Text block —
•••

This week's lesson is ethics, which are very important if human society is to progress. Without ethics, you end up with such horrors as insider trading, Enron, the United Nations and Ralph Nacchio. Luckily, most people are ethical; the problem is that ethical behavior is often in the eye of the beholder. Although there are some ethical absolutes -- like don't steal or murder or tip over someone's beer without replacing it -- most situations require a more flexible interpretation of the rules. For example, if your buddy is too engrossed in conversation to keep an eye on his glass, it's okay for you to down at least half of his beer while you wait for a replacement; the real ethical question is whether you tell him.

•••

Recorded information —
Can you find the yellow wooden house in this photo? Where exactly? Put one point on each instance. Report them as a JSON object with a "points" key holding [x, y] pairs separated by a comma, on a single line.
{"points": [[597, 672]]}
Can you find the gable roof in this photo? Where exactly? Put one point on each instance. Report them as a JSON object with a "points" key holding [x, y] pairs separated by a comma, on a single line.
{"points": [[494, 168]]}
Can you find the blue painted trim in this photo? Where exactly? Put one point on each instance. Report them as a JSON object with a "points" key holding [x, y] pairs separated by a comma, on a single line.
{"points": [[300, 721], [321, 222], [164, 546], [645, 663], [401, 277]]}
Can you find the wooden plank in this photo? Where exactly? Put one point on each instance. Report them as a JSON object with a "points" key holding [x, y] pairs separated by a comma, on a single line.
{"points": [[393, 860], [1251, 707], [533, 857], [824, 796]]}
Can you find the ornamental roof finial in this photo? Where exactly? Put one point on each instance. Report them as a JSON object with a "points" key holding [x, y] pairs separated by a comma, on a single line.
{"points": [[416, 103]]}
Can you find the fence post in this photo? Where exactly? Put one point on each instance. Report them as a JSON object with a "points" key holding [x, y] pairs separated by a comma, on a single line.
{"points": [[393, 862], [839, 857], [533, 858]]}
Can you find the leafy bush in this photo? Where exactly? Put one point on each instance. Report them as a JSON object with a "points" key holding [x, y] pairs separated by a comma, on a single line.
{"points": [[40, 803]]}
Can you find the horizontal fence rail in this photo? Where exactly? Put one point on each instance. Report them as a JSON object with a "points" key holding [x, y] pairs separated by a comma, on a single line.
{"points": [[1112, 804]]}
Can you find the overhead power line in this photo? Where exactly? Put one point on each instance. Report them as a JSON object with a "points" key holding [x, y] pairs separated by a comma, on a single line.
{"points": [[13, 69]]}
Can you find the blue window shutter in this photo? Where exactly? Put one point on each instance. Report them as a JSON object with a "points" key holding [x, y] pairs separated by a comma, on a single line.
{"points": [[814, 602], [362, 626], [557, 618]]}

•••

Set exercise 1 —
Answer from the ethics lesson.
(a) Which person is named alongside Enron and the United Nations as a horror that comes from a lack of ethics?
(b) Which ethical absolutes does it list?
(c) How much of a distracted buddy's beer does it say you may drink while waiting for a replacement?
Set exercise 2 — Print the records word for word, starting at the line that contains "Can you find the ornamental" and ending at the last line of the records.
The records are unrelated to the ethics lesson.

Task solution 1 —
(a) Ralph Nacchio
(b) Don't steal, don't murder, and don't tip over someone's beer without replacing it.
(c) At least half

Task solution 2 —
Can you find the ornamental roof finial in this photo? Where exactly? Put one point on each instance. Report them as a JSON object with a "points" key holding [x, y] pairs separated by a comma, on a single line.
{"points": [[416, 103]]}
Can you find the fence post in this photo? Where exactly? Put one point on each instance. Report them as a JSON object with a "points" key holding [x, y] pairs separated by a comma, on a single line.
{"points": [[393, 862], [839, 857], [533, 858]]}
Can you find the leafy bush in this photo? Where exactly? Put one point on each instance. Report them as a JSON object with a "points" key holding [x, y] pairs separated by a comma, on a single line.
{"points": [[40, 803]]}
Can you find the horizontal fence rail in this photo? Where exactly? Put one point on each instance. Report them as a JSON object with a "points" key holding [x, y] pairs separated by a comma, on a single line.
{"points": [[1112, 804]]}
Can you find the overhead power line in this photo? Where exactly? Put one point on each instance. Report them as a JSON object with a "points" key holding [x, y] pairs separated by a comma, on a single line.
{"points": [[13, 69]]}
Can you find the blue window shutter in this photo? Where exactly? Put one point on each instance. Report them as a JSON object with a "points" key holding [x, y] pairs separated by a comma, on a single line.
{"points": [[814, 602], [362, 626], [557, 618]]}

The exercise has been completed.